Entries taken from a collection:
--- START ---
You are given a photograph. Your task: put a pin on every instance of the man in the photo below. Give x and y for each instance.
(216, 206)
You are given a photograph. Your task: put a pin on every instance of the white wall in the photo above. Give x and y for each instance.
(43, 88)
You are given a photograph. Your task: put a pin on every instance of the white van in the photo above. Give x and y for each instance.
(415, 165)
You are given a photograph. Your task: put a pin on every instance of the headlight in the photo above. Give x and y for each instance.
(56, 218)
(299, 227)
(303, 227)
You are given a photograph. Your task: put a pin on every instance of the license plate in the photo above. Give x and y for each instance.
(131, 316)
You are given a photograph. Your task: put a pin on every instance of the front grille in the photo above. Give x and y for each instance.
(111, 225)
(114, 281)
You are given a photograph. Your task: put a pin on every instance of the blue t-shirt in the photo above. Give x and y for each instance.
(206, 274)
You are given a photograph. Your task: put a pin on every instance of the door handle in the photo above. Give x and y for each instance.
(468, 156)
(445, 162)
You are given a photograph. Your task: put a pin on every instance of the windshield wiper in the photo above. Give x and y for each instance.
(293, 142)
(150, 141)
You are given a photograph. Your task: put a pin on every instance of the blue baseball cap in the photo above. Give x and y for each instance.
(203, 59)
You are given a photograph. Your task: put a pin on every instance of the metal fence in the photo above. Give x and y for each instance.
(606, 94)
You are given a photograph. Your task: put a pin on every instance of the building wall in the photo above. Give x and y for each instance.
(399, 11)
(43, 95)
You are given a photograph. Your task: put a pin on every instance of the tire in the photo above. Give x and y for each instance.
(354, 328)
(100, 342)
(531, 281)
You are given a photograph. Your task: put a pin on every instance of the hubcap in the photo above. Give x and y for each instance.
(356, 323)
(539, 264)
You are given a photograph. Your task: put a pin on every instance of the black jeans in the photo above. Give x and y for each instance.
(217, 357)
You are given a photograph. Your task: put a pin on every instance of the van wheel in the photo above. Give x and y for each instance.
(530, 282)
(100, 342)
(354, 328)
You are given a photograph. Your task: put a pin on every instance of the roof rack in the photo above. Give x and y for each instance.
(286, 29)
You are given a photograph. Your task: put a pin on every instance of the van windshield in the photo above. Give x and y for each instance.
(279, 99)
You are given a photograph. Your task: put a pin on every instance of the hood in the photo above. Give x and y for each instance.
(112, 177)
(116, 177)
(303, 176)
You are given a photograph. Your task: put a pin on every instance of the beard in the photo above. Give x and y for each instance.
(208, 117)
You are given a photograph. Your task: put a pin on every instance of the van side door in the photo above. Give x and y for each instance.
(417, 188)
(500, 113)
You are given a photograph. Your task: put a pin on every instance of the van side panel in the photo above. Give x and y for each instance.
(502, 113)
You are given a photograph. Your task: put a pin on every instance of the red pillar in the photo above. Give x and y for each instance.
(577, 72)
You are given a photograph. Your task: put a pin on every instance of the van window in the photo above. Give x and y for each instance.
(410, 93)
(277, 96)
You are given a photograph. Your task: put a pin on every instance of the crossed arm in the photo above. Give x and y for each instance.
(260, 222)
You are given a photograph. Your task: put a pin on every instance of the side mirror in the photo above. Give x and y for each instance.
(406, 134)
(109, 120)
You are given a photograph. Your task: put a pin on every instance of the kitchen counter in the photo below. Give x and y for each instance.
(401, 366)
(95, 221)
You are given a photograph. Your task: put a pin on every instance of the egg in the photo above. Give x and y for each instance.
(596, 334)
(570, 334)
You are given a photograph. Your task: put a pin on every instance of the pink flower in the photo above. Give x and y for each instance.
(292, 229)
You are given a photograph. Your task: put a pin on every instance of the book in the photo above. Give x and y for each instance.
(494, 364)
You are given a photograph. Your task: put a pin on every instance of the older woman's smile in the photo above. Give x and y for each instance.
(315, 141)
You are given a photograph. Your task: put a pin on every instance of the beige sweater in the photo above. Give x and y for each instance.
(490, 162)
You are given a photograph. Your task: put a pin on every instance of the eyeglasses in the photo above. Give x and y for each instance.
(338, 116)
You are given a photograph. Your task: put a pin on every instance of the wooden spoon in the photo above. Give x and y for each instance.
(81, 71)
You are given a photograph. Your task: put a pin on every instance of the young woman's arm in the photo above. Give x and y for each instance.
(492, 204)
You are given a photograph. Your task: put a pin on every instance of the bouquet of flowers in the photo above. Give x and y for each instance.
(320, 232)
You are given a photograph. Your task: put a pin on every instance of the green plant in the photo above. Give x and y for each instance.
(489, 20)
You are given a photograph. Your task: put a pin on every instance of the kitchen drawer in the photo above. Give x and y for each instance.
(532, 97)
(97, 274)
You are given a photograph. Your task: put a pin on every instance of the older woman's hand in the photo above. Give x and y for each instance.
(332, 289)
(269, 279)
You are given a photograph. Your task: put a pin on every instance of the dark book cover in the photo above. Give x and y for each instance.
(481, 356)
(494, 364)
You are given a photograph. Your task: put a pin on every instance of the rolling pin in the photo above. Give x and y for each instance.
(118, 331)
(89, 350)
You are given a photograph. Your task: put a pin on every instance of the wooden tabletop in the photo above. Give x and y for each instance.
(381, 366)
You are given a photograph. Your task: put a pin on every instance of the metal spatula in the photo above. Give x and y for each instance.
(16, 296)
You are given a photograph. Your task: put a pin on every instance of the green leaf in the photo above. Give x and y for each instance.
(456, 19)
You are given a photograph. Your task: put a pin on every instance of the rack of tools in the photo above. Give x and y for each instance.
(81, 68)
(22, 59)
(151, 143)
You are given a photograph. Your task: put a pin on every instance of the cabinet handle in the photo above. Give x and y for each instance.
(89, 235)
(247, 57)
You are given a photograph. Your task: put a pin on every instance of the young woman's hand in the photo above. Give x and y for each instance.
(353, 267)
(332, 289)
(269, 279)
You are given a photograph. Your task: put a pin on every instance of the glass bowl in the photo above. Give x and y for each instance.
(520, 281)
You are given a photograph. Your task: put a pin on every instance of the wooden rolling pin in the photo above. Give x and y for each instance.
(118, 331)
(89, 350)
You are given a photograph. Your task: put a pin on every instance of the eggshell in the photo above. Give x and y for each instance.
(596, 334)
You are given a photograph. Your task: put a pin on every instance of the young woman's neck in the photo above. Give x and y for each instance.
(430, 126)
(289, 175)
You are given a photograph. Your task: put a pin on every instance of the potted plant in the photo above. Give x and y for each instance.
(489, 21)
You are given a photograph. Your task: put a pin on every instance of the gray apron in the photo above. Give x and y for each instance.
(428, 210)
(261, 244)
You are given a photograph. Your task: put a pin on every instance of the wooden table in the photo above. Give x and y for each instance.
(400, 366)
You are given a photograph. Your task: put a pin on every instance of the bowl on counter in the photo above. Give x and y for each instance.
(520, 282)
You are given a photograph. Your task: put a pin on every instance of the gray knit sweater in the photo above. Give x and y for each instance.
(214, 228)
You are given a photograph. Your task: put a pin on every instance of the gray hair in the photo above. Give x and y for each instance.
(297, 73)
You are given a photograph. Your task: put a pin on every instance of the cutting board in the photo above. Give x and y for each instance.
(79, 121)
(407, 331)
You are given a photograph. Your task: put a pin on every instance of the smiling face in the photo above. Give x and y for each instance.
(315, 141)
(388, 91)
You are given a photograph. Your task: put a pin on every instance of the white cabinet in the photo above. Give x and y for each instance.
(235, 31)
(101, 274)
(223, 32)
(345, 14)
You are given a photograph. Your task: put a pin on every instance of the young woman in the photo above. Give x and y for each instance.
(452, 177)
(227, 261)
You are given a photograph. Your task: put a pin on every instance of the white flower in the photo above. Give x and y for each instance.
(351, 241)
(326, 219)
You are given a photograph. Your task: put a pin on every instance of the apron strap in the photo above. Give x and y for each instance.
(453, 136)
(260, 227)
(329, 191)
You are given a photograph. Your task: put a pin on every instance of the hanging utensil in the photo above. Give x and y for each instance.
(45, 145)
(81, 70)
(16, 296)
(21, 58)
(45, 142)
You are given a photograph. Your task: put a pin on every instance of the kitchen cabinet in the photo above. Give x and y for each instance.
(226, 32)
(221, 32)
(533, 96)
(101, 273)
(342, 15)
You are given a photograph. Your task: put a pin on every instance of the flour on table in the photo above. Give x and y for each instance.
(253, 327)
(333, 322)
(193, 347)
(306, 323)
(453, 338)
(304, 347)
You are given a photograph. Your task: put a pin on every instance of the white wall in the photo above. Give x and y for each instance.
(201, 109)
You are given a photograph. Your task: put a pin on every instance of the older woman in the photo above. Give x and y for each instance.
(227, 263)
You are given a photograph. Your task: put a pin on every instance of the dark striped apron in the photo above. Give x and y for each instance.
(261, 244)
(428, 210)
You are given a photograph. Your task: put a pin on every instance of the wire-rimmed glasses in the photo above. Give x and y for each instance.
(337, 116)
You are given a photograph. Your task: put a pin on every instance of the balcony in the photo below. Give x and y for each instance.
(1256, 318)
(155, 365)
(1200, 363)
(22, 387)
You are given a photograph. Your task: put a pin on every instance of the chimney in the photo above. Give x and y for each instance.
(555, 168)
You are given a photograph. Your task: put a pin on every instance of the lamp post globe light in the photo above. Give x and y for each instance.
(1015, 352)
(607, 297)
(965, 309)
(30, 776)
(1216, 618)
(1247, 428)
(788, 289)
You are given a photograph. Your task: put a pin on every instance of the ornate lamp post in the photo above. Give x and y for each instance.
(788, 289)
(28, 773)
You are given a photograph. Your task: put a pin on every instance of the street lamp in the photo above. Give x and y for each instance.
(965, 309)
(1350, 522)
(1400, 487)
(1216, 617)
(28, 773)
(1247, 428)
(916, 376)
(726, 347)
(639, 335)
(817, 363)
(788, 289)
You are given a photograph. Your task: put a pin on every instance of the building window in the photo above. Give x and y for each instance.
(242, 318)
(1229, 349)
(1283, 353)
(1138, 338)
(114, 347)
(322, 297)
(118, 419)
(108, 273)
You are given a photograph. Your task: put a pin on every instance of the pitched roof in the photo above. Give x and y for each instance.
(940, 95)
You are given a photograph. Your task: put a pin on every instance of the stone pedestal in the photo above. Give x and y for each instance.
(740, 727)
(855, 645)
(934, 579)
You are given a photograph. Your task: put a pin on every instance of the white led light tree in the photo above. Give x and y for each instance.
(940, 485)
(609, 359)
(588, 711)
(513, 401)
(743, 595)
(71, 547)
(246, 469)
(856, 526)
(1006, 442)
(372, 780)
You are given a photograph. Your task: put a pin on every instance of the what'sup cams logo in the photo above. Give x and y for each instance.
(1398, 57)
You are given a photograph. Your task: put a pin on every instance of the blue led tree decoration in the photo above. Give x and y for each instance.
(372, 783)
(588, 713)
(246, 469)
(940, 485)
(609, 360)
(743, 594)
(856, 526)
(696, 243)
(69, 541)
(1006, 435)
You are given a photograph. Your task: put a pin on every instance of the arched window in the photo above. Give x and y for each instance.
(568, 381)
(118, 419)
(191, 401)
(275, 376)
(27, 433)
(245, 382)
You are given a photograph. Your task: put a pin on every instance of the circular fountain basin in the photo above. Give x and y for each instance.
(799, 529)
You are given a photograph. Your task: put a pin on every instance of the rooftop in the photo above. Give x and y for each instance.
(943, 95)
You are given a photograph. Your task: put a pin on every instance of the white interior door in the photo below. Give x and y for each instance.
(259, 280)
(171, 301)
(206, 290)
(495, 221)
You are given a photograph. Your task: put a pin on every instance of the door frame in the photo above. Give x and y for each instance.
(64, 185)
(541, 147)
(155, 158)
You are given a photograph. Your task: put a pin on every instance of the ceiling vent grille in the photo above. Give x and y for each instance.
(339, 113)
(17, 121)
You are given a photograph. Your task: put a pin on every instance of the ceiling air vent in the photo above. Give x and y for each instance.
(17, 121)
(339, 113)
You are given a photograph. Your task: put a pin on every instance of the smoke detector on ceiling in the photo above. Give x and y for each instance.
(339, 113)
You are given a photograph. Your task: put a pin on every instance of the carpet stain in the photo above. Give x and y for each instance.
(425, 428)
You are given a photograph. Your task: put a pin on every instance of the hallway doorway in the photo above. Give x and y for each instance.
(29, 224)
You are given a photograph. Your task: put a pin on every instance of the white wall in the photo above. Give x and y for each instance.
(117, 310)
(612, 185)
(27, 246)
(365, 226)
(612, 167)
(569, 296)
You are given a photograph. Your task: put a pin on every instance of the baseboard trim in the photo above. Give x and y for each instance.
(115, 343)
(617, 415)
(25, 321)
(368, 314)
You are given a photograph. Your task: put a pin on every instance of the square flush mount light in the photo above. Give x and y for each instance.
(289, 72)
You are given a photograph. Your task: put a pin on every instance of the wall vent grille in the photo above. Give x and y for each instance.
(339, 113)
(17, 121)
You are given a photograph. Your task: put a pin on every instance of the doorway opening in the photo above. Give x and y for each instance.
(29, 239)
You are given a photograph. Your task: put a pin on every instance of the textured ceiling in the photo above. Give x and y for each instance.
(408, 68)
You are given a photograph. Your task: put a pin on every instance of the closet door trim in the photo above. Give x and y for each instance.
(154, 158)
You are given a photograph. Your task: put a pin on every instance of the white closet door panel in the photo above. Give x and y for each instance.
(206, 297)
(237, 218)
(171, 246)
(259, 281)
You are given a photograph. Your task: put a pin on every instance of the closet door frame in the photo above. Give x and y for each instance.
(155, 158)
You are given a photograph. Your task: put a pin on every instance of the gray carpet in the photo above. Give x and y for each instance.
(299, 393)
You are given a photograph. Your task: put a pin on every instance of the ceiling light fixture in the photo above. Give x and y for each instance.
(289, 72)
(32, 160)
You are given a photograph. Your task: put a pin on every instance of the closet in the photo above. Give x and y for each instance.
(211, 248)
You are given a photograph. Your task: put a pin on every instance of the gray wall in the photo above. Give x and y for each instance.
--- END ---
**What this task involves:**
Retype word for word the line above with "closet door trim" and all lines after it, nothing else.

**Result:**
You are given a photograph. Your task: put a pin on every instance of the closet door trim in the photo above. Give x and y for each instance.
(154, 158)
You are given a photograph. Your task: put a pin on every instance of the white closet door panel in the photo above. Give x and y for each instance.
(206, 297)
(237, 218)
(171, 246)
(259, 281)
You are given a photograph. Your task: put a pin on every instance of the closet door frame in the photo above. Give x and y for each instance.
(155, 158)
You are given a photograph. Your task: put a pin on every instance of the gray carpet in the photo above. Give x and y for each instance.
(299, 393)
You are given a photograph. Your task: put a pin on every instance of the ceiling light fixture in the photo above. Give x and y for each instance.
(289, 72)
(32, 160)
You are given a photograph. Your task: put a pin on every instance of the closet in the photo above. Give x and y for each instance.
(211, 248)
You are given a photograph. Your task: put a pin on every instance of the gray wall in the photo above. Give x and y for each instance.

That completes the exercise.